# [Texte]
..............................
Agir sur les « domaines de risque »

En parallèle avec les efforts globaux ci-dessus, d’autres initiatives ont ciblé des « types d’accidents » ou « domaines de risque » récurrents, tels que :

  • Turbulence atmosphérique (turbulence en ciel clair ou CAT, turbulence orographique, …),
  • Turbulence de sillage (wake turbulence),
  • Takeoff safety (interruption du décollage, …),
  • Controlled flight into terrain (CFIT),
  • Approach-and-landing accidents (ALAR),
  • Large Aircraft Upset Recovery,
  • Level Bust,
  • Air / ground communication,
  • Runway safety,
  • Stabilized approaches,
  • Go-around safety
  • [ … ].

Des actions concrètes et largement déployées

Toutes ces initiatives de sécurité ont donné lieu à des « produits » (rapports, guides d’information et de formation, guides de bonnes pratiques, « boites à outils / toolkits » , …) qui ont été largement diffusés à tous niveaux.

Les principaux « produits » sont listés dans l’article « Modèles de sécurité – Standards et bonnes pratiques » ou disponibles sur les sites des différents acteurs institutionnels cités plus haut.

Des initiatives locales, régionales et globales

Prenons ici trois exemples d’initiatives adressant les risques « frontière ».

La première (et, historiquement, l’une des initiatives « pionnier » ) concerne l’aéroport de Charlotte en Caroline du Nord (USA). Les pilotes et contrôleur y étaient confrontés à des difficultés de régulation du trafic. Un groupe de travail fut créé réunissant pilotes et contrôleurs ; chacun formula son point de vue mais il devint vite évident que chaque groupe avait des difficultés à comprendre l’environnement de travail et les contraintes de l’autre. L’idée s’imposa rapidement d’inviter les contrôleurs lors de séances de simulateur et d’inviter les pilotes à observer le travail des contrôleurs en salle d’approche ou à la tour ; la synthèse de ces échanges permit d’améliorer certaines procédures et de résoudre les difficultés rencontrées.

Cette initiative fut prise en exemple par la FAA et la FSF afin de promouvoir des initiatives similaires.
..............................
Étiquetage de contours
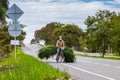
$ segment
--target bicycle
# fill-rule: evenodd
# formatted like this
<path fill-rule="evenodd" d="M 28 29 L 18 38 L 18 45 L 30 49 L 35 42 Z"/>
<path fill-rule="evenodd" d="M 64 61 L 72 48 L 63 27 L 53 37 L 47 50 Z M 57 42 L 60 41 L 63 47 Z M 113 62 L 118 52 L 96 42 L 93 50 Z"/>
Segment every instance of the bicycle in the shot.
<path fill-rule="evenodd" d="M 62 49 L 60 50 L 56 60 L 57 60 L 57 63 L 63 62 L 63 50 Z"/>

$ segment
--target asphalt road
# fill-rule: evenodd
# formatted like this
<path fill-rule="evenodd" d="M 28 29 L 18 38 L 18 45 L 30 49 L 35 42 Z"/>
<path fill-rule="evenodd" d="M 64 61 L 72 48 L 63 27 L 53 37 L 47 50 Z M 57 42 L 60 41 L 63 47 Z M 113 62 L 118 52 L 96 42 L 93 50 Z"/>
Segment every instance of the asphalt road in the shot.
<path fill-rule="evenodd" d="M 37 45 L 26 45 L 24 52 L 37 58 Z M 76 57 L 75 63 L 56 63 L 55 57 L 42 60 L 55 68 L 67 71 L 73 80 L 120 80 L 120 61 Z"/>

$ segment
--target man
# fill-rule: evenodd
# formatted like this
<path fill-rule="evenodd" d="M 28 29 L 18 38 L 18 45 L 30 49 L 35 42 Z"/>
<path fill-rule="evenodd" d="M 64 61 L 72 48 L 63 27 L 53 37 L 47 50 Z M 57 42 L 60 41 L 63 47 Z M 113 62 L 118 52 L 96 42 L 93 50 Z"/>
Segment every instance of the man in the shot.
<path fill-rule="evenodd" d="M 60 51 L 64 50 L 64 46 L 65 46 L 65 43 L 64 41 L 62 40 L 62 36 L 59 36 L 59 40 L 57 40 L 57 43 L 56 43 L 56 47 L 57 47 L 57 56 L 56 56 L 56 60 L 58 60 L 59 58 L 59 53 Z"/>

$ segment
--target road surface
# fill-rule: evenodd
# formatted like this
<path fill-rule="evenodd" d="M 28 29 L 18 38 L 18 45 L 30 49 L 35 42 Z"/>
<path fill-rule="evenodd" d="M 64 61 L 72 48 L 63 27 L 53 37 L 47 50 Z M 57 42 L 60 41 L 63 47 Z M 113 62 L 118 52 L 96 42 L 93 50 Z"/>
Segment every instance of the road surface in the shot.
<path fill-rule="evenodd" d="M 37 45 L 26 45 L 24 52 L 37 58 Z M 76 57 L 75 63 L 56 63 L 55 57 L 45 61 L 55 68 L 67 71 L 73 80 L 120 80 L 120 61 Z"/>

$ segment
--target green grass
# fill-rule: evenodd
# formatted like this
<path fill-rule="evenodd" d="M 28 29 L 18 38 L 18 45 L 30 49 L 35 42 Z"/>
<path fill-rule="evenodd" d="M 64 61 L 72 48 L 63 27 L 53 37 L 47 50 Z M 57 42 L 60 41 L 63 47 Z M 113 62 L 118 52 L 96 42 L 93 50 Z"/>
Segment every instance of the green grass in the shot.
<path fill-rule="evenodd" d="M 90 58 L 103 58 L 102 56 L 90 56 L 88 54 L 75 54 L 76 56 L 90 57 Z M 103 59 L 120 60 L 120 56 L 105 55 Z"/>
<path fill-rule="evenodd" d="M 0 80 L 56 80 L 60 78 L 68 80 L 69 78 L 66 72 L 61 72 L 47 63 L 25 55 L 22 50 L 19 50 L 16 59 L 14 55 L 11 55 L 0 62 L 0 65 L 8 64 L 13 64 L 14 68 L 1 71 Z"/>

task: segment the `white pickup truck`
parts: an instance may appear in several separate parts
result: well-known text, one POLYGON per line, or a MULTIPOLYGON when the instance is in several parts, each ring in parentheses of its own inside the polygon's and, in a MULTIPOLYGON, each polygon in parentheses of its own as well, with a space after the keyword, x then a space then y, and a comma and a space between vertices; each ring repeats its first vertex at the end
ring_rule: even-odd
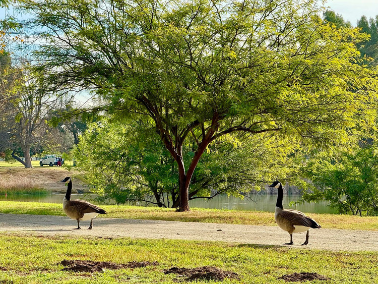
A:
POLYGON ((44 164, 48 165, 50 166, 56 165, 57 164, 58 159, 60 158, 62 164, 64 163, 65 160, 61 158, 61 156, 58 155, 47 155, 45 156, 42 159, 39 160, 39 164, 41 166, 43 166, 44 164))

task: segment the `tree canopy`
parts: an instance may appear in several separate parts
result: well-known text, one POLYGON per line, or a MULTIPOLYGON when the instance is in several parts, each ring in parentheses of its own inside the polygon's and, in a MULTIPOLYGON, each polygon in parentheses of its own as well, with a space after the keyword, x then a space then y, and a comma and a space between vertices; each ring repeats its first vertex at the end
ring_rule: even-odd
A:
POLYGON ((39 27, 47 90, 86 89, 96 111, 153 122, 177 165, 181 210, 209 145, 266 133, 335 144, 374 112, 373 70, 355 64, 357 29, 316 0, 23 0, 39 27), (184 161, 185 141, 195 145, 184 161))

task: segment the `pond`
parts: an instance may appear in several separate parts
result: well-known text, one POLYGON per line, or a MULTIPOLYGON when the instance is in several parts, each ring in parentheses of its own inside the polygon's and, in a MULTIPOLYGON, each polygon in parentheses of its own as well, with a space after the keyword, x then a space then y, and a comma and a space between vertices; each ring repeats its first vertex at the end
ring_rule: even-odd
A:
MULTIPOLYGON (((64 196, 63 193, 51 193, 45 195, 8 195, 6 197, 5 195, 0 195, 0 200, 60 203, 64 196)), ((91 201, 90 197, 91 195, 88 194, 72 194, 72 198, 91 201)), ((295 207, 289 207, 288 204, 291 201, 298 200, 300 198, 299 195, 284 195, 284 207, 309 213, 338 213, 336 210, 330 208, 326 202, 305 203, 295 207)), ((189 205, 191 207, 273 211, 274 211, 276 200, 277 195, 275 195, 250 194, 248 198, 244 200, 233 196, 218 195, 209 201, 205 199, 191 200, 189 205)))

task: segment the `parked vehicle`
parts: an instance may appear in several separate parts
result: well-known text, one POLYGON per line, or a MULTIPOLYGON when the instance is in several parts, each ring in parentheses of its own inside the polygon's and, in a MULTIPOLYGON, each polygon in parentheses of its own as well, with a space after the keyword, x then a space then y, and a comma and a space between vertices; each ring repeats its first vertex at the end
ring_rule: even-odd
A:
POLYGON ((59 158, 60 158, 60 162, 61 164, 65 163, 65 160, 62 159, 61 156, 60 155, 47 155, 45 156, 42 159, 39 160, 39 164, 41 166, 43 166, 44 164, 48 165, 50 166, 53 166, 54 165, 57 165, 58 164, 58 160, 59 158))

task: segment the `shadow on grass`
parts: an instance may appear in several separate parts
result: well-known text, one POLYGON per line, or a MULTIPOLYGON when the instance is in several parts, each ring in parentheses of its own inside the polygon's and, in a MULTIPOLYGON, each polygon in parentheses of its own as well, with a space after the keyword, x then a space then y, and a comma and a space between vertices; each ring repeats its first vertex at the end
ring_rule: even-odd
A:
POLYGON ((25 230, 29 232, 71 232, 73 229, 36 229, 25 230))
POLYGON ((277 246, 276 245, 260 245, 259 244, 239 244, 235 246, 238 248, 251 248, 253 249, 273 249, 287 248, 286 246, 277 246))

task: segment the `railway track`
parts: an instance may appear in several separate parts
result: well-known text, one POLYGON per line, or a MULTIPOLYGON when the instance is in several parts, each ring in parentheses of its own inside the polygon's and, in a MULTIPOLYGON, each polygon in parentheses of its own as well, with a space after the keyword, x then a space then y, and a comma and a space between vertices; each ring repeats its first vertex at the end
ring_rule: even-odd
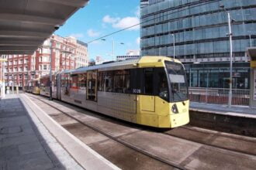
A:
MULTIPOLYGON (((95 125, 92 125, 90 124, 85 122, 84 121, 80 120, 79 118, 74 117, 70 113, 66 113, 63 110, 50 104, 50 102, 46 100, 45 99, 43 98, 42 99, 41 97, 36 97, 34 95, 29 95, 29 96, 58 110, 60 113, 63 114, 64 115, 68 117, 71 119, 74 120, 75 121, 78 122, 83 126, 85 126, 96 131, 97 133, 100 133, 102 135, 106 136, 106 138, 116 142, 118 142, 119 144, 121 144, 123 146, 129 148, 130 149, 139 152, 151 159, 157 160, 157 162, 161 162, 163 165, 169 166, 169 168, 173 168, 176 169, 177 168, 190 169, 189 166, 189 168, 188 166, 186 166, 186 162, 188 161, 183 161, 181 162, 180 163, 177 163, 177 162, 170 161, 169 159, 167 159, 164 157, 161 157, 159 156, 159 155, 151 152, 149 150, 144 149, 141 147, 138 147, 138 145, 133 144, 133 142, 123 140, 123 138, 122 138, 124 135, 132 135, 132 134, 136 134, 139 132, 140 133, 141 131, 148 131, 148 129, 147 129, 147 128, 145 127, 141 128, 140 126, 139 126, 140 128, 137 128, 137 131, 133 132, 132 134, 126 134, 124 135, 115 136, 112 135, 111 133, 109 133, 106 131, 102 131, 102 129, 98 128, 97 126, 95 125)), ((150 130, 150 131, 152 131, 152 130, 150 130)), ((231 153, 231 155, 241 155, 241 157, 243 158, 244 156, 249 156, 254 158, 256 155, 256 148, 254 146, 256 139, 254 140, 254 138, 243 138, 240 136, 231 135, 231 134, 225 135, 223 133, 219 133, 216 131, 214 132, 211 131, 202 131, 194 127, 189 127, 189 126, 185 126, 161 133, 157 132, 157 134, 160 134, 161 136, 165 136, 164 138, 166 138, 168 137, 176 138, 178 138, 178 140, 185 140, 189 142, 196 143, 197 145, 200 145, 200 147, 199 147, 198 148, 199 150, 200 148, 207 147, 208 148, 211 148, 213 150, 220 150, 221 151, 228 152, 229 154, 231 153), (220 141, 219 138, 220 138, 220 141), (224 144, 223 143, 221 142, 222 141, 221 139, 223 138, 230 138, 230 140, 232 140, 232 141, 234 141, 234 144, 232 145, 232 144, 224 144), (240 147, 241 145, 243 146, 244 145, 244 147, 240 147), (250 147, 248 147, 248 145, 250 147)), ((167 168, 166 166, 164 167, 167 168)))
MULTIPOLYGON (((255 142, 256 142, 256 138, 254 140, 247 140, 246 138, 237 138, 235 137, 235 135, 224 135, 221 132, 220 133, 213 133, 213 132, 206 132, 206 131, 202 131, 196 130, 195 128, 188 128, 188 126, 184 126, 184 127, 180 127, 177 129, 174 129, 173 131, 169 131, 168 132, 164 133, 166 135, 169 136, 173 136, 176 137, 178 138, 185 139, 185 140, 189 140, 191 141, 194 141, 199 144, 202 144, 204 145, 207 145, 209 147, 213 147, 213 148, 217 148, 220 149, 225 149, 231 151, 235 151, 237 153, 243 153, 252 156, 256 156, 256 147, 255 142), (175 131, 175 132, 174 132, 175 131), (185 132, 185 133, 184 133, 185 132), (206 138, 192 138, 191 134, 193 134, 192 135, 198 136, 199 134, 204 134, 206 138), (189 135, 190 134, 190 135, 189 135), (207 138, 209 137, 209 138, 207 138), (230 144, 225 144, 225 145, 221 145, 223 144, 220 144, 220 143, 214 143, 214 140, 217 138, 230 138, 232 139, 233 141, 239 143, 243 143, 244 146, 246 146, 247 148, 244 148, 240 145, 239 147, 233 146, 230 144), (250 148, 251 146, 251 148, 250 148)), ((236 135, 237 136, 237 135, 236 135)), ((238 145, 238 144, 237 144, 238 145)))
POLYGON ((134 150, 136 151, 138 151, 138 152, 140 152, 140 153, 141 153, 141 154, 143 154, 143 155, 146 155, 147 157, 150 157, 150 158, 151 158, 153 159, 155 159, 155 160, 157 160, 157 161, 158 161, 160 162, 162 162, 164 164, 166 164, 166 165, 169 165, 171 167, 173 167, 173 168, 175 168, 176 169, 182 169, 182 170, 186 169, 185 167, 182 167, 182 166, 181 166, 179 165, 177 165, 175 162, 171 162, 168 160, 165 160, 165 159, 164 159, 162 158, 160 158, 160 157, 158 157, 157 155, 154 155, 154 154, 149 153, 147 151, 144 151, 144 150, 142 150, 140 148, 138 148, 135 145, 133 145, 133 144, 132 144, 130 143, 128 143, 128 142, 126 142, 126 141, 120 139, 119 137, 115 137, 115 136, 111 135, 110 134, 109 134, 109 133, 107 133, 106 131, 102 131, 102 130, 95 128, 95 126, 92 126, 92 125, 90 125, 88 124, 86 124, 84 121, 81 121, 81 120, 79 120, 79 119, 78 119, 78 118, 71 116, 71 114, 67 114, 67 113, 66 113, 66 112, 60 110, 59 108, 57 108, 57 107, 56 107, 50 104, 49 103, 46 102, 45 100, 40 99, 39 97, 32 97, 31 95, 29 95, 29 97, 33 97, 34 99, 36 99, 36 100, 40 100, 40 101, 46 104, 47 105, 53 108, 54 108, 55 110, 60 111, 63 114, 69 117, 70 118, 75 120, 76 121, 79 122, 80 124, 83 124, 83 125, 85 125, 85 126, 91 128, 92 130, 93 130, 93 131, 96 131, 98 133, 100 133, 100 134, 105 135, 106 137, 107 137, 107 138, 110 138, 110 139, 112 139, 112 140, 113 140, 113 141, 115 141, 116 142, 119 142, 119 144, 122 144, 123 145, 124 145, 124 146, 126 146, 126 147, 127 147, 127 148, 129 148, 130 149, 133 149, 133 150, 134 150))

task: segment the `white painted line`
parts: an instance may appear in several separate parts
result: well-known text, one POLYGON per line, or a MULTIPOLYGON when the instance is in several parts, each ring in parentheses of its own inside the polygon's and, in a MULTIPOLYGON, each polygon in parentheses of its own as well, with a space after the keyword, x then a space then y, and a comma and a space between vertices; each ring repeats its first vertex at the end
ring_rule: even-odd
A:
POLYGON ((120 169, 112 162, 87 146, 66 129, 57 124, 45 111, 39 107, 27 96, 22 94, 39 111, 36 117, 48 128, 49 131, 63 145, 68 153, 85 169, 120 169))

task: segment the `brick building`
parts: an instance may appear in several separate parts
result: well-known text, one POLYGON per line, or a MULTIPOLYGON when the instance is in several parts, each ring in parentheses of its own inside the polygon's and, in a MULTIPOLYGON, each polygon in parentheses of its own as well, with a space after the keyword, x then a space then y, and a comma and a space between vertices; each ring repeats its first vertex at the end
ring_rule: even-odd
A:
POLYGON ((29 80, 49 74, 50 55, 53 73, 88 65, 87 44, 74 37, 53 35, 33 55, 6 55, 7 86, 23 87, 29 80))

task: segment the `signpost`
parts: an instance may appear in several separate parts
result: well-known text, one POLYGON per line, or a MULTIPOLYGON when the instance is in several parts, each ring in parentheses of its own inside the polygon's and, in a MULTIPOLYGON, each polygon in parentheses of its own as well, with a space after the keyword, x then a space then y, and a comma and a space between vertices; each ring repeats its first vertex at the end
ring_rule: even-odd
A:
POLYGON ((254 100, 256 101, 256 69, 254 69, 253 77, 254 100))

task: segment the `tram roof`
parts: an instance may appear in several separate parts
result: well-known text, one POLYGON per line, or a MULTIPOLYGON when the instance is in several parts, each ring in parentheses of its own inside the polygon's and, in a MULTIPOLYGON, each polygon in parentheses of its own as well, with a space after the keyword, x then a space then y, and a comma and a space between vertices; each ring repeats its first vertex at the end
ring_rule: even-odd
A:
POLYGON ((85 66, 81 67, 77 70, 73 70, 70 71, 65 71, 65 73, 84 73, 85 71, 88 70, 99 70, 101 71, 104 70, 119 70, 119 69, 127 69, 130 68, 133 66, 133 64, 136 64, 139 62, 140 58, 138 59, 133 59, 133 60, 127 60, 125 61, 119 61, 119 62, 114 62, 110 63, 106 63, 106 64, 99 64, 99 65, 95 65, 92 66, 85 66))

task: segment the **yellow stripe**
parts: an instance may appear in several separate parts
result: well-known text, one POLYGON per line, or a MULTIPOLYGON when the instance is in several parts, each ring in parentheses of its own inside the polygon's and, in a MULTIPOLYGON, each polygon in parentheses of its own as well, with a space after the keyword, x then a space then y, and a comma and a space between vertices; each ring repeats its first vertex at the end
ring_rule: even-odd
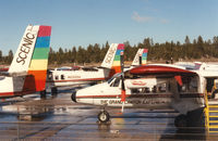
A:
POLYGON ((45 70, 48 66, 48 60, 32 60, 29 70, 45 70))

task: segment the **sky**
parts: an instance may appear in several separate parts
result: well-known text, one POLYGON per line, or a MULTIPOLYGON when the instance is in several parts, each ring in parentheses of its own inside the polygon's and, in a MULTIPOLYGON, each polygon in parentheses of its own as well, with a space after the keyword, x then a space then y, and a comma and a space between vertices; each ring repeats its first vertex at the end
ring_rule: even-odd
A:
POLYGON ((218 0, 0 0, 0 50, 14 53, 28 24, 50 25, 58 51, 218 36, 218 0))

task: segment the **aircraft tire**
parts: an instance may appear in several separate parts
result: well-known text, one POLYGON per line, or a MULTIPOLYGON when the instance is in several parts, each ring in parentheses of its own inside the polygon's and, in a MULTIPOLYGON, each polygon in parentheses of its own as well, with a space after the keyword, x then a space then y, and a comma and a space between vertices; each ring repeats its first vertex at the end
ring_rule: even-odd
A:
POLYGON ((109 113, 107 112, 107 111, 101 111, 99 114, 98 114, 98 120, 100 121, 100 123, 107 123, 107 121, 109 121, 109 119, 110 119, 110 115, 109 115, 109 113))
POLYGON ((177 128, 187 127, 187 117, 186 117, 186 115, 181 114, 181 115, 177 116, 175 119, 174 119, 174 126, 177 128))

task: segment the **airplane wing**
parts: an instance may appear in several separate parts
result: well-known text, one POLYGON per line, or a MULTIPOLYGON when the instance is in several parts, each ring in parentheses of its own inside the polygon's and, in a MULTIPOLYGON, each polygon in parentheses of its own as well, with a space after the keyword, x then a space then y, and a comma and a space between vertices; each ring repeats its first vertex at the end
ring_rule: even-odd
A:
POLYGON ((130 70, 132 75, 196 75, 195 72, 167 66, 167 65, 145 65, 132 68, 130 70))

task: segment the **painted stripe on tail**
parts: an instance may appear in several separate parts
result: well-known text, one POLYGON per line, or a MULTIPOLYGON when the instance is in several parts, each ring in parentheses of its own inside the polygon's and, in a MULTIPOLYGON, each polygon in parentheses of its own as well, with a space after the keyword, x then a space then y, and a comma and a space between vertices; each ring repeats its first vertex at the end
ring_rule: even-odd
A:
..............................
# [Complétez ce qui suit]
1. Répondez aux questions suivantes sur le texte consacré aux domaines de risque.
(a) Quel aéroport est concerné par la première initiative présentée ?
(b) Dans quel article les principaux « produits » sont-ils listés ?
(c) Quels organismes ont pris cette première initiative en exemple ?
2. Recopiez le passage du texte consacré aux domaines de risque qui commence par « Des actions concrètes » et se termine par « cités plus haut. ».
3. Prolongez le texte consacré aux domaines de risque à partir de sa dernière phrase.

# [Réponses aux exercices]
1.
(a) L'aéroport de Charlotte, en Caroline du Nord (USA).
(b) Dans l'article « Modèles de sécurité – Standards et bonnes pratiques ».
(c) La FAA et la FSF.

2.
Des actions concrètes et largement déployées

Toutes ces initiatives de sécurité ont donné lieu à des « produits » (rapports, guides d’information et de formation, guides de bonnes pratiques, « boites à outils / toolkits » , …) qui ont été largement diffusés à tous niveaux.

Les principaux « produits » sont listés dans l’article « Modèles de sécurité – Standards et bonnes pratiques » ou disponibles sur les sites des différents acteurs institutionnels cités plus haut.

3.
Dans un domaine proche, citons l’exemple des « Local Runway Safety Teams » ou LRST’s (initiatives locales pour la sécurité sur les aires de manœuvre) qui regroupent pour un aéroport donné les différents acteurs pouvant contribuer à la prévention des incursions de piste. Les efforts conjugués de ces acteurs permettent d’améliorer la signalétique, les marquages, les diagrammes d’aéroport, … ainsi que toute infrastructure / équipement / documentation contribuant à cet objectif.

En Europe, les LRST’s sont étroitement associés au European Action Plan for the Reduction of Runway Incursions (EAPRRI) développé par Eurocontrol avec les acteurs de l’industrie.

Finalement, attardons nous sur le programme « Airport and Airspace Deficiencies » , de l’IFALPA, qui s’intéresse aux carences des aéroports et de l’espace aérien dans chaque région du globe. L’identification de ces carences, la coordination de solutions avec les instances responsables et un suivi périodique des actions entreprises permet depuis des années de rehausser le niveau de sécurité de l’environnement opérationnel à l’échelle mondiale.

Ces initiatives de sécurité sont souvent méconnues des utilisateurs / bénéficiaires eux-mêmes, que cet article soit l’occasion de saluer ces divers efforts.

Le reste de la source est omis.